> **EXERCISE TASK**:
Copy word for word everything from "This is not" down to "on that front)." in the hash set post below.

> **TEXT EXTRACT**:
▶

First C++ project: write a hash set for a specific scenario where I only need inserts and containment checks.
This is not AI slop, everything except for the avalanche function is hand written. Please ruthlessly correct everything you dislike; idioms, naming, formatting, performance, safety, structure, references vs pointers vs copies. None of this should require actually thinking about hash sets, but if you're so inclined, I'd also appreciate algorithmic performance insights, like what hash function I could use instead (although it's already 3x faster than the built-in on large sets, so I'm happy on that front).
The hash set is supposed to work well for both small (int / double) types, large structs with dozens of fields, and container types (which I'd store as pointers and for which I'd add comparer argument), and for all sizes.

◀

> **RECORDED DATA**:
▶

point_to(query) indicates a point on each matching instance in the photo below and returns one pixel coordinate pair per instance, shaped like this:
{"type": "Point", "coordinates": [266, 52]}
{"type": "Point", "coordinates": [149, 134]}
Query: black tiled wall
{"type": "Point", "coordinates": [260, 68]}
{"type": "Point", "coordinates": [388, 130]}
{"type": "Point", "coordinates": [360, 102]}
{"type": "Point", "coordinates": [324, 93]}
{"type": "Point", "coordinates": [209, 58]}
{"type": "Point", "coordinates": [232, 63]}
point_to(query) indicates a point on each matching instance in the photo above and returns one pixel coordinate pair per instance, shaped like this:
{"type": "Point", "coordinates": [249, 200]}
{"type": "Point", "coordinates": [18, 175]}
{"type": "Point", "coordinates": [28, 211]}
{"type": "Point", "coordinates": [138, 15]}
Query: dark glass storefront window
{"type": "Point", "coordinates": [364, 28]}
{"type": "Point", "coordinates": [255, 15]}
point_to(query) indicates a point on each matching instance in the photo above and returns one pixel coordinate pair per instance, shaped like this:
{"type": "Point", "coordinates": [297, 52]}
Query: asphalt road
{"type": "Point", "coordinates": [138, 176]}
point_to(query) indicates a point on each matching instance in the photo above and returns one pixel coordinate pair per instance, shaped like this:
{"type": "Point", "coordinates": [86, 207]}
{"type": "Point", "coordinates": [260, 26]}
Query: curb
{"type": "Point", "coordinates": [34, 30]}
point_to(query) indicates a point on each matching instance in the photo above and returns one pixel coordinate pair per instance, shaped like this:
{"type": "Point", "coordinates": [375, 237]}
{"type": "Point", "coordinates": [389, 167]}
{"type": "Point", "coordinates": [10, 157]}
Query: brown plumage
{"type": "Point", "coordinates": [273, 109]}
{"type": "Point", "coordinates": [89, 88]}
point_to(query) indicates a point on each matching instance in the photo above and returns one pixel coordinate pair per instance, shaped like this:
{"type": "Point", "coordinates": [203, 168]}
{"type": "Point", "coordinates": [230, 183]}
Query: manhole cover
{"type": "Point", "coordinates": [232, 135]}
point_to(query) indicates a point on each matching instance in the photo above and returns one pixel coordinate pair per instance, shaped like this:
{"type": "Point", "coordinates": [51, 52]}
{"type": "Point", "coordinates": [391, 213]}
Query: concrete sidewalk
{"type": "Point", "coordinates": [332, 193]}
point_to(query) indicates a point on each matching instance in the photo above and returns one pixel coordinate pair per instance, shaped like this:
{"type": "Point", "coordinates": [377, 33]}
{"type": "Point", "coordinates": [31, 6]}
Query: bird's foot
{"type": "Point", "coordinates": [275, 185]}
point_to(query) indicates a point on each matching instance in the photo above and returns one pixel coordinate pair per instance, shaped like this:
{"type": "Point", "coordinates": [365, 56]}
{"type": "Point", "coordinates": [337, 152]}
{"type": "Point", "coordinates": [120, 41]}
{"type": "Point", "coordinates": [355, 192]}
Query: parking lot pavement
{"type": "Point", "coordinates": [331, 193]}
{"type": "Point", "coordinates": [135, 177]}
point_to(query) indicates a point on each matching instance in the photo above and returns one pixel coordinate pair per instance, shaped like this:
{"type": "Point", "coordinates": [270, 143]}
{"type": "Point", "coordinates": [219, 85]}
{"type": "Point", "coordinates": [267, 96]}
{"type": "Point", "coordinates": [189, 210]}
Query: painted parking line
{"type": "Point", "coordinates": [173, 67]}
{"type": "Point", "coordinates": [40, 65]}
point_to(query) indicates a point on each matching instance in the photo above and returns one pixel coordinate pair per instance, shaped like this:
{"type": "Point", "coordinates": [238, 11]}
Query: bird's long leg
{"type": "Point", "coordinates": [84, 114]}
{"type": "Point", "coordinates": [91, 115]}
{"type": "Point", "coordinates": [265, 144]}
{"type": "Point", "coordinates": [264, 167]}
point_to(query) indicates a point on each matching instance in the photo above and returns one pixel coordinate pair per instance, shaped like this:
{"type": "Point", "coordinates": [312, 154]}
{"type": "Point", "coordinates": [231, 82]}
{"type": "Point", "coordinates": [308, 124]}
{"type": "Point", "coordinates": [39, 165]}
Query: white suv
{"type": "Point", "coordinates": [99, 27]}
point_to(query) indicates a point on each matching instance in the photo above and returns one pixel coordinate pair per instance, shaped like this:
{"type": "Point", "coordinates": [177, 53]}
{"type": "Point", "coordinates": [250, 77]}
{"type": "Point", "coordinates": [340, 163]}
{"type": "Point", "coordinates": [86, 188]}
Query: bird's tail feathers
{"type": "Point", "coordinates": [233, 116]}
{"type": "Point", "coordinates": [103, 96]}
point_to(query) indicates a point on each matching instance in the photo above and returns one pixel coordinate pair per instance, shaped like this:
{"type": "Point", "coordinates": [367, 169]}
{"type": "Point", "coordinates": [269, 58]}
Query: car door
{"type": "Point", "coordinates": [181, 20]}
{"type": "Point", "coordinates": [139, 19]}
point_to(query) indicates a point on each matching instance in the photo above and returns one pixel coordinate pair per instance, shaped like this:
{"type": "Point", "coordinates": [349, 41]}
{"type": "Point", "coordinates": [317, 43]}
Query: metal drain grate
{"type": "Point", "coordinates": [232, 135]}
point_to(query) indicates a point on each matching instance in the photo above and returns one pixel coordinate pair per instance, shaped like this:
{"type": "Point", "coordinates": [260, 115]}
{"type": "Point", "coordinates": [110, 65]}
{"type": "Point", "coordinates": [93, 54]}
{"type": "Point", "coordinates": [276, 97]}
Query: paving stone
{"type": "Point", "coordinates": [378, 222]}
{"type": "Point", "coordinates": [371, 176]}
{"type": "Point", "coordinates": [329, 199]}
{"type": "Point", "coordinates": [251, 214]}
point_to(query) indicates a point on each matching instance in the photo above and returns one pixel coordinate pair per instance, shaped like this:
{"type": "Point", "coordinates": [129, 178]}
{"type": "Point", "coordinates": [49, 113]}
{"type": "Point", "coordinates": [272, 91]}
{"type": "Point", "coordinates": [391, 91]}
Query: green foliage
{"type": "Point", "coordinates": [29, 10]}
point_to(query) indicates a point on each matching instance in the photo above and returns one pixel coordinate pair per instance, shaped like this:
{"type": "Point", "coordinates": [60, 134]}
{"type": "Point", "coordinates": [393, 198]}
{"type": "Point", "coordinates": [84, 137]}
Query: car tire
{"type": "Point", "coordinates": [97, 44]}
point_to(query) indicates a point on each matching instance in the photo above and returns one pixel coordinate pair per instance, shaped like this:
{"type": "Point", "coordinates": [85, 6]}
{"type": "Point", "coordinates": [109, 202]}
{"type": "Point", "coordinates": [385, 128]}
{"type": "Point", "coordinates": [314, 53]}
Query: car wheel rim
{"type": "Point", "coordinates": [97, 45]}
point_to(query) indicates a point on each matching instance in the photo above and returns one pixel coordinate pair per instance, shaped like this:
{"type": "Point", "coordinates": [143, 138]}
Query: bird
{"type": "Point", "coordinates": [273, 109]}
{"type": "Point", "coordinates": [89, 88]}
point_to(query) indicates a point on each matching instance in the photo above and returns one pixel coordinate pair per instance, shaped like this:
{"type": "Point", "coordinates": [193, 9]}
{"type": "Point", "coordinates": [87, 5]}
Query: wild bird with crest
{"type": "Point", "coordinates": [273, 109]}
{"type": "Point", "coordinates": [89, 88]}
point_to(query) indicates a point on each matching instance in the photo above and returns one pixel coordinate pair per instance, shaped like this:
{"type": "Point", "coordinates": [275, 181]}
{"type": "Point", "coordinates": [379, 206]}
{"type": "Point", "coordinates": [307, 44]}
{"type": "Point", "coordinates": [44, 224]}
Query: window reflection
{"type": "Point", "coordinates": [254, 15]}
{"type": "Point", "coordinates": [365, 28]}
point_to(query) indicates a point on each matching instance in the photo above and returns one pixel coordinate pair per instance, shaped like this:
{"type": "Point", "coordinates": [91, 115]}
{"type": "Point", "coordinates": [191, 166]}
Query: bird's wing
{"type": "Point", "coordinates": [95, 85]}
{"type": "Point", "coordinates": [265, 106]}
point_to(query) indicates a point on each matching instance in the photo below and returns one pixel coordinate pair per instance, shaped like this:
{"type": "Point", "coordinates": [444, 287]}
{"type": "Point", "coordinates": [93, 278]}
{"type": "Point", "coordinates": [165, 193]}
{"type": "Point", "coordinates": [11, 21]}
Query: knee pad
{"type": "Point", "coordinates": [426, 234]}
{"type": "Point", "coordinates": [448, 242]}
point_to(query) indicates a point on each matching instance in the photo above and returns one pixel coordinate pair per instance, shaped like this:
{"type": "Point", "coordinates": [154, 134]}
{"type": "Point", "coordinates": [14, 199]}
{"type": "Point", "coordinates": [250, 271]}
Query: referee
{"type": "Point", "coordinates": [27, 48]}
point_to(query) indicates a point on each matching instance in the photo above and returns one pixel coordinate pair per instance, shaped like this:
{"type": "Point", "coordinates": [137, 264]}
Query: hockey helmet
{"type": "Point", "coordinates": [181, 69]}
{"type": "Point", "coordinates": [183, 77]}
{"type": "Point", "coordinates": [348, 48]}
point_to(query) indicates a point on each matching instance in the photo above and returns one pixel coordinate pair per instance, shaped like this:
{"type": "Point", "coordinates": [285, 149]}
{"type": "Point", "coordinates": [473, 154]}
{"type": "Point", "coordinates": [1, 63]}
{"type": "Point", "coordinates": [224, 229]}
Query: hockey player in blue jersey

◀

> **OUTPUT**:
This is not AI slop, everything except for the avalanche function is hand written. Please ruthlessly correct everything you dislike; idioms, naming, formatting, performance, safety, structure, references vs pointers vs copies. None of this should require actually thinking about hash sets, but if you're so inclined, I'd also appreciate algorithmic performance insights, like what hash function I could use instead (although it's already 3x faster than the built-in on large sets, so I'm happy on that front).